ZIEL DER AUFGABE:
Wandle sämtliche folgenden Datensätze in eine Markdown-Tabelle mit den Spalten „Nummer“ und „Zeile“ um, wobei jede Zeile eine fortlaufende Nummer erhält. Leerzeilen werden nicht übernommen.

== DATENZEILEN ==

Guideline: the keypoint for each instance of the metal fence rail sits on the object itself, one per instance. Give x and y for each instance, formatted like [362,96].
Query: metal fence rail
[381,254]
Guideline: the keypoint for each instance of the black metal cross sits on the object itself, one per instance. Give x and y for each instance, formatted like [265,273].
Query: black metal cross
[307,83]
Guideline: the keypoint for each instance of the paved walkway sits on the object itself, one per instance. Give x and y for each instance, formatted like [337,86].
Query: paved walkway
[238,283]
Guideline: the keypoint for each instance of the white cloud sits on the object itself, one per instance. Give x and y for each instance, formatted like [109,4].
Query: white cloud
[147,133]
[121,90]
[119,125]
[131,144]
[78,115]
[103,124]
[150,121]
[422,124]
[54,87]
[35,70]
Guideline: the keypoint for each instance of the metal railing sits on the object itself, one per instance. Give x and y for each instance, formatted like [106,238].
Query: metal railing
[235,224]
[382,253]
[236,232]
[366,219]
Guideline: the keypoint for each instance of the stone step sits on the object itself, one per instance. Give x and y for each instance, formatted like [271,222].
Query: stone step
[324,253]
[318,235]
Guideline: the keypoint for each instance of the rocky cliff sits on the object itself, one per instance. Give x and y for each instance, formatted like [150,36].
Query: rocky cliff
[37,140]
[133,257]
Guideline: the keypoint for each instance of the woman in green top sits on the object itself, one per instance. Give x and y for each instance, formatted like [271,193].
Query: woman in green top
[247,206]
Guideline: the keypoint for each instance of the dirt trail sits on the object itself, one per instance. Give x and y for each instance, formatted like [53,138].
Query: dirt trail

===

SCHRIFTLICHE ANTWORT:
| Nummer | Zeile |
|---|---|
| 1 | Guideline: the keypoint for each instance of the metal fence rail sits on the object itself, one per instance. Give x and y for each instance, formatted like [362,96]. |
| 2 | Query: metal fence rail |
| 3 | [381,254] |
| 4 | Guideline: the keypoint for each instance of the black metal cross sits on the object itself, one per instance. Give x and y for each instance, formatted like [265,273]. |
| 5 | Query: black metal cross |
| 6 | [307,83] |
| 7 | Guideline: the keypoint for each instance of the paved walkway sits on the object itself, one per instance. Give x and y for each instance, formatted like [337,86]. |
| 8 | Query: paved walkway |
| 9 | [238,283] |
| 10 | Guideline: the keypoint for each instance of the white cloud sits on the object itself, one per instance. Give x and y for each instance, formatted like [109,4]. |
| 11 | Query: white cloud |
| 12 | [147,133] |
| 13 | [121,90] |
| 14 | [119,125] |
| 15 | [131,144] |
| 16 | [78,115] |
| 17 | [103,124] |
| 18 | [150,121] |
| 19 | [422,124] |
| 20 | [54,87] |
| 21 | [35,70] |
| 22 | Guideline: the keypoint for each instance of the metal railing sits on the object itself, one per instance. Give x and y for each instance, formatted like [106,238]. |
| 23 | Query: metal railing |
| 24 | [235,224] |
| 25 | [382,253] |
| 26 | [236,232] |
| 27 | [366,219] |
| 28 | Guideline: the keypoint for each instance of the stone step sits on the object itself, one per instance. Give x and y for each instance, formatted like [271,222]. |
| 29 | Query: stone step |
| 30 | [324,253] |
| 31 | [318,235] |
| 32 | Guideline: the keypoint for each instance of the rocky cliff sits on the object itself, one per instance. Give x and y for each instance, formatted like [150,36]. |
| 33 | Query: rocky cliff |
| 34 | [37,140] |
| 35 | [133,257] |
| 36 | Guideline: the keypoint for each instance of the woman in green top sits on the object itself, one per instance. Give x and y for each instance, formatted like [271,193]. |
| 37 | Query: woman in green top |
| 38 | [247,206] |
| 39 | Guideline: the keypoint for each instance of the dirt trail sits on the object itself, one per instance. Give x and y for each instance, formatted like [53,138]. |
| 40 | Query: dirt trail |